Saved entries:
============
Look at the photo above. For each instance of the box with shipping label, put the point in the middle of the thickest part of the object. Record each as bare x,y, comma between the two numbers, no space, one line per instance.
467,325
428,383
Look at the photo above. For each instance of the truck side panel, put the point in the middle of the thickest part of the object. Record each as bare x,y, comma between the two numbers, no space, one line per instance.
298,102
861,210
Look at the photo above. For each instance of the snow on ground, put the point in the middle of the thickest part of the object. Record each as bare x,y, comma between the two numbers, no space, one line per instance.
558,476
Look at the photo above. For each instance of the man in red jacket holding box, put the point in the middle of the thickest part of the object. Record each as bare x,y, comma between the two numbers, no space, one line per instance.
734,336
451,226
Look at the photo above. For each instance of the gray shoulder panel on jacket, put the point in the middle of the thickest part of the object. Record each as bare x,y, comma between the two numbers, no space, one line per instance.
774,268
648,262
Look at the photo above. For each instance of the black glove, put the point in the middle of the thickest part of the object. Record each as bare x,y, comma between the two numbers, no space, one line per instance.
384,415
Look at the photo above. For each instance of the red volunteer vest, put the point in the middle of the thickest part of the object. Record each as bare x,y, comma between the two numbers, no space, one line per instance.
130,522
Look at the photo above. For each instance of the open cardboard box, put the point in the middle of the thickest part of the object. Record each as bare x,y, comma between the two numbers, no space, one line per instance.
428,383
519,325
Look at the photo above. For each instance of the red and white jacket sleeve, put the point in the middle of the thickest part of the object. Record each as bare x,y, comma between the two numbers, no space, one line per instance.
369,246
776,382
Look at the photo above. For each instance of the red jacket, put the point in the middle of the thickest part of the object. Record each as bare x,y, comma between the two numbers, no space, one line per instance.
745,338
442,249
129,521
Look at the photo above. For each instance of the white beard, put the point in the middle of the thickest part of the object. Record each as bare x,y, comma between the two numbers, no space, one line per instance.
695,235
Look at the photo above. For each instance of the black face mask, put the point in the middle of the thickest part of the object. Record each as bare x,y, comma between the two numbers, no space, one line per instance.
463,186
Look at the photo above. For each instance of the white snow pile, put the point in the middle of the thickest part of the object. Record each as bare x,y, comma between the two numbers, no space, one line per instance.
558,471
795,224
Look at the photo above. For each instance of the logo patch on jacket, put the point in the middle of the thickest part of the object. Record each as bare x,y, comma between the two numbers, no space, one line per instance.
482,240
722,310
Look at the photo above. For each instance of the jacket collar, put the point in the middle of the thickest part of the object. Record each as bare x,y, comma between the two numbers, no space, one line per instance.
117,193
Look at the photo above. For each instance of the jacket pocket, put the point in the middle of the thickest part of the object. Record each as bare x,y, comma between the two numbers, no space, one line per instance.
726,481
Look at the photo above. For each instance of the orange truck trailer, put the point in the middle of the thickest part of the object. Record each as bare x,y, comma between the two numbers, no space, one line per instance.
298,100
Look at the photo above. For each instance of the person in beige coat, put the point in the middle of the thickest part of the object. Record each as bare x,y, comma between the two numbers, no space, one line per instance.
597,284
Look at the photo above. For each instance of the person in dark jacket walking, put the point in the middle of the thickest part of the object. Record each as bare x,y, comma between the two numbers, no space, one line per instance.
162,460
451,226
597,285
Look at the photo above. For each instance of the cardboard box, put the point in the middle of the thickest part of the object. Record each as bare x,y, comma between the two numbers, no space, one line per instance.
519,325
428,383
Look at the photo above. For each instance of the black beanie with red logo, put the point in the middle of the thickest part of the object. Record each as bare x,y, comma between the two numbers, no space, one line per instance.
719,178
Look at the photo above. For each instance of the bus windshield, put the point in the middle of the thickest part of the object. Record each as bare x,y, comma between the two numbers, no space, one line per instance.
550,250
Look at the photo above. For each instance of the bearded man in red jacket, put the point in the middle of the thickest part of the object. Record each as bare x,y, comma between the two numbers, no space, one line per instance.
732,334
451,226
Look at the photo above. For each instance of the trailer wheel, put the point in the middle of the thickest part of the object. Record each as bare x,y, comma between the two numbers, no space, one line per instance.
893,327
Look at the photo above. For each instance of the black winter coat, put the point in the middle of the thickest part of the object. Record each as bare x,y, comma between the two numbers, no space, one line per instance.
============
**Problem details**
Convert the data above into a JSON list of strings, starting at the line that contains "the black beanie" and ending at the final line, with one string per line and blank lines omitted.

**Output**
[
  "Look at the photo above. For each instance of the black beanie with red logo, put the point in the middle of the thickest part of the object. Record each as bare x,y, comma between the two numbers, no space, one line per instance.",
  "719,178",
  "Look at the photo above. For each instance of the bus windshield, put the point in the middle of the thickest part of the object. Record each as bare x,y, comma between the two numbers, no space, one line per instance.",
  "550,250",
  "Look at the photo above. For each instance of the bearded man in red jacket, put the point in the middle of the thickest part of the object. Record each as bare x,y, comma between the two numbers, no space, one line per instance.",
  "732,334",
  "451,226",
  "Look at the photo above. For each instance of the trailer wheel, put the point in the middle of the thickest part of the object. Record each as bare x,y, comma between the two numbers, no space, one line per instance.",
  "893,327",
  "Look at the photo above. For each instance of the black winter coat, put the point in the middle of the thickest part of the object. Record each as bare x,y, comma between the two numbers, no space, one line per instance."
]